§ **Dataset records**:
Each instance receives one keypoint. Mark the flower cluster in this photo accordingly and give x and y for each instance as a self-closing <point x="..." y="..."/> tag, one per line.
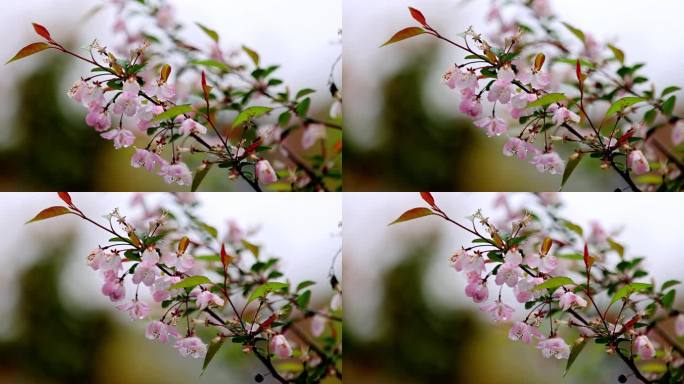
<point x="548" y="83"/>
<point x="180" y="97"/>
<point x="192" y="285"/>
<point x="571" y="283"/>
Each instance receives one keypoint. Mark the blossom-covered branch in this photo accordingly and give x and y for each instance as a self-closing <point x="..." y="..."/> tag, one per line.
<point x="578" y="92"/>
<point x="180" y="96"/>
<point x="572" y="283"/>
<point x="207" y="289"/>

§ **The exercise**: Copy all of the data above character for character, line by line. Leave out the pictures.

§ **Response to this exercise**:
Each instance receives one keypoint. Mark the flower cluster in this photo accordingly and give x and y for each instance as a self-closing <point x="..." y="..."/> tag, one per line.
<point x="548" y="83"/>
<point x="180" y="97"/>
<point x="192" y="285"/>
<point x="571" y="283"/>
Each instance receives one keypoint. Mark the blossom-covered branch in this photo accordingly and give x and y for each instance as a self-closing <point x="..." y="..."/> tag, one per line.
<point x="578" y="92"/>
<point x="180" y="96"/>
<point x="572" y="283"/>
<point x="207" y="289"/>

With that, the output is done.